* **INSTRUCTIONS TO FOLLOW**: Go through the entries and transcribe each one exactly, dropping the pictures.

********************

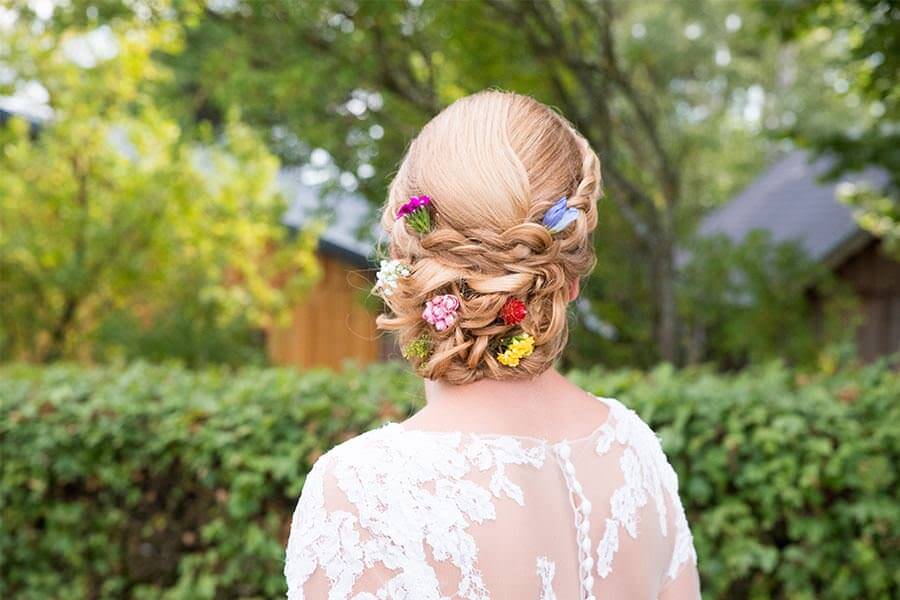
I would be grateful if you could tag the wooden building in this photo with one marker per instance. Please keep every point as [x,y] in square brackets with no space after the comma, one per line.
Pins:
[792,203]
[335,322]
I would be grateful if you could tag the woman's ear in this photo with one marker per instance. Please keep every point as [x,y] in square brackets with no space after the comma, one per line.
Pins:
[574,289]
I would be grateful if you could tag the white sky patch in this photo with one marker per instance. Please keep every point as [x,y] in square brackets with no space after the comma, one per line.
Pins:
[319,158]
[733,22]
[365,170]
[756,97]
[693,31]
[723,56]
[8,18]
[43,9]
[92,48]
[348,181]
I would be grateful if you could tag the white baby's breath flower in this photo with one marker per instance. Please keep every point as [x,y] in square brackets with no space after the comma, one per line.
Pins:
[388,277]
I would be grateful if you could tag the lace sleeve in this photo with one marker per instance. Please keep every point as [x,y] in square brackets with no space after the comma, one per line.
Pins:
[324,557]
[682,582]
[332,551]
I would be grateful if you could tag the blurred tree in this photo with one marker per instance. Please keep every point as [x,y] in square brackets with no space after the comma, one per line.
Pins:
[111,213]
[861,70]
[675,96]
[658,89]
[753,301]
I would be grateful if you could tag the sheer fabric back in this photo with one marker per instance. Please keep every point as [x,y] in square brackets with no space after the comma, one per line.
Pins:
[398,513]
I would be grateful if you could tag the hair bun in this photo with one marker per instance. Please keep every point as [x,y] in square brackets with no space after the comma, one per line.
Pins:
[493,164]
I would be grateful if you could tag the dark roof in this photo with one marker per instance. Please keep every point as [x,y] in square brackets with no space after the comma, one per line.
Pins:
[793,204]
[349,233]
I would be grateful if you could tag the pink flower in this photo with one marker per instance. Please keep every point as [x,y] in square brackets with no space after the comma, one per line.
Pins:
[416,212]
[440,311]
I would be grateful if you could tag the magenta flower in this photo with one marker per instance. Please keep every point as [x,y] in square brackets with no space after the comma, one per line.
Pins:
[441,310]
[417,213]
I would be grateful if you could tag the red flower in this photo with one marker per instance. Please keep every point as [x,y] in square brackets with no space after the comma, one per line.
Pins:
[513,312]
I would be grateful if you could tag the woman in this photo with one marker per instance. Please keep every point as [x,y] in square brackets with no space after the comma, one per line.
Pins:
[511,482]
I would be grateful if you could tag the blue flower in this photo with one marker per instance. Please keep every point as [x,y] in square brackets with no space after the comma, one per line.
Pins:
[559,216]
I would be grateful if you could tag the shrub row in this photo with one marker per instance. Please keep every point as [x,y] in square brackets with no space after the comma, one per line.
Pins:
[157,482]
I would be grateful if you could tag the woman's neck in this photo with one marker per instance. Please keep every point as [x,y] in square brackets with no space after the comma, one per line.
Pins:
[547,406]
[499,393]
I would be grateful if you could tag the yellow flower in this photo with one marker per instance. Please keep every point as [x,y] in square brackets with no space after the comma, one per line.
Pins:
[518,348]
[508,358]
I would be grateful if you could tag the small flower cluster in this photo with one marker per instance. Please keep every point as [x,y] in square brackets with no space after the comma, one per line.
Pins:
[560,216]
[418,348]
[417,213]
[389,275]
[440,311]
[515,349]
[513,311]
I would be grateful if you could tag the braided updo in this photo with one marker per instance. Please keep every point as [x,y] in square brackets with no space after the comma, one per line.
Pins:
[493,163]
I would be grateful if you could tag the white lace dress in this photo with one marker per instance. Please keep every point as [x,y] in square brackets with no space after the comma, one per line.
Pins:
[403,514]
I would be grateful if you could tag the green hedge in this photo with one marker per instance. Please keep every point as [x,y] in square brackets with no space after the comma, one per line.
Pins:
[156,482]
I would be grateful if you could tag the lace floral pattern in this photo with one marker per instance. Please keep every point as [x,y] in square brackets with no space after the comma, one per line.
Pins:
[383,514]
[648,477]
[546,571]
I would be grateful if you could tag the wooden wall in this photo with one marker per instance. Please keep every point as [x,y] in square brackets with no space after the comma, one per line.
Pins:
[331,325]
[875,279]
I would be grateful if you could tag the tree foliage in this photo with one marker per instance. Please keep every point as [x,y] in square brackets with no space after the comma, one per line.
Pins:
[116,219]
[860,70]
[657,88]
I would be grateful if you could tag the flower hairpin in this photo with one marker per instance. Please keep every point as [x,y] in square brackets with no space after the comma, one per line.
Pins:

********************

* **REPLY TO THE TASK**:
I would be grateful if you could tag the wooden building in this photo with one marker per instance. Please keep every point as [x,y] in square brackets with no space after the comma, one per line.
Pins:
[792,203]
[335,322]
I would be grateful if you could tag the woman's ear in this photo with one marker per instance. Please keep every point as [x,y] in square brackets with no space after the comma, one per line.
Pins:
[574,289]
I would be grateful if you could tag the white sky patch in this photo with one marker per instance. Please keep every point as [x,y] in square brackets with no space after the comma, one per line.
Pins:
[319,158]
[733,22]
[365,170]
[756,97]
[693,31]
[723,56]
[8,18]
[43,9]
[92,48]
[348,181]
I would be grateful if you could tag the white baby's breath flower in this photo with one marker per instance. Please keep every point as [x,y] in square brackets with no space after the comma, one per line.
Pins:
[388,277]
I would be grateful if you could tag the lace sleeve in this photo with one marker per instance. Please keep every point as [x,y] in square brackets with no space after the comma, one per line.
Pins:
[324,557]
[682,582]
[332,551]
I would be grateful if you could tag the blurred tree in this photo with one marker per instance. Please keep every point as [x,y] in square brackets with no space after the comma, one per line.
Pins:
[111,213]
[861,70]
[675,96]
[658,89]
[753,301]
I would be grateful if you could tag the sheer fabric back in this photo with one marker per instance. Please keep every point as [x,y] in square brackets with no space after the comma, one per line.
Pins:
[398,513]
I would be grateful if you could tag the hair bun in this photo with one marker per instance. Please keep every point as [x,y] in square brackets with no space after the comma, one per line.
Pins:
[493,164]
I would be grateful if you could tag the dark roof in this photo with one marker per instance. Please keep every point as [x,y] in square brackets with no space after the comma, one per line.
Pins:
[793,204]
[349,233]
I would be grateful if you could tag the pink flower in this photo with one marker per instance. Please keep every point as [x,y] in square brackets with no space after the comma, one per line.
Pins:
[416,212]
[440,311]
I would be grateful if you could tag the magenta flower in this photo with one marker per instance. Please keep every point as [x,y] in square brackets with no space after the comma, one per line.
Pins:
[441,310]
[417,213]
I would be grateful if you could tag the red flower in this photo with one marker per instance. Please keep every point as [x,y] in square brackets with no space after the comma, one per line.
Pins:
[513,312]
I would be grateful if you could tag the woman in this photo with one marker per instance. Please keep every point as [x,y] in square brackets with no space after the comma, one per line.
Pins:
[511,482]
I would be grateful if you could tag the blue flower in this photo with one marker per instance. Please keep every point as [x,y] in square brackets with no space after the comma, one per line.
Pins:
[559,216]
I would be grateful if you could tag the shrub row in this photo with one marker per instance. Please keep every point as [x,y] in square brackets with no space after the comma, one per line.
Pins:
[157,482]
I would be grateful if you could tag the woman's neck in this photo with one marker per instance. Please keep every point as [x,y] in square brackets with no space after the comma, one per line.
Pins:
[547,406]
[499,393]
I would be grateful if you could tag the yellow flower in this photo with one marker per instance. Please keep every point as [x,y] in square brackets with no space after the comma, one per line.
Pins:
[518,348]
[508,358]
I would be grateful if you could tag the small flower cluster in this photo with one marker per instance. Please keep every point as [x,y] in square brackets with no space after the comma, one per line.
Pins:
[560,216]
[418,348]
[417,213]
[389,275]
[440,311]
[515,349]
[513,311]
I would be grateful if you could tag the braided updo in this photo with one marker per instance. Please keep every point as [x,y] in square brackets with no space after the comma, one per line.
Pins:
[493,163]
I would be grateful if you could tag the white lace dress in this photo with one marker per instance. Please keep every point as [x,y] in square brackets with no space after the comma, one per line.
Pins:
[403,514]
I would be grateful if you could tag the green hedge in this photo with one marker per instance. Please keep every point as [x,y] in square brackets with no space after the comma, one per line.
Pins:
[156,482]
I would be grateful if you could tag the lace floral pattern in this photo with one marker per instance. Please keep every point as [x,y] in square brackets with no space after the comma, one per line.
Pins:
[383,514]
[648,477]
[546,571]
I would be grateful if you could tag the wooden wall in this photo with one marker per instance. Please keep every point as [x,y] in square brackets with no space after the comma, one per line.
Pins:
[331,325]
[875,279]
I would be grateful if you could tag the tree foliage in this photo with one marker per instance. Please keep every point as [x,y] in square brackets with no space after the comma, one per line.
Pins:
[116,219]
[860,70]
[657,88]
I would be grateful if you could tag the flower hairpin in this photo with one marker per instance. Please keep every point as [x,y] in square brackets with no space after the comma, one per line.
Pins:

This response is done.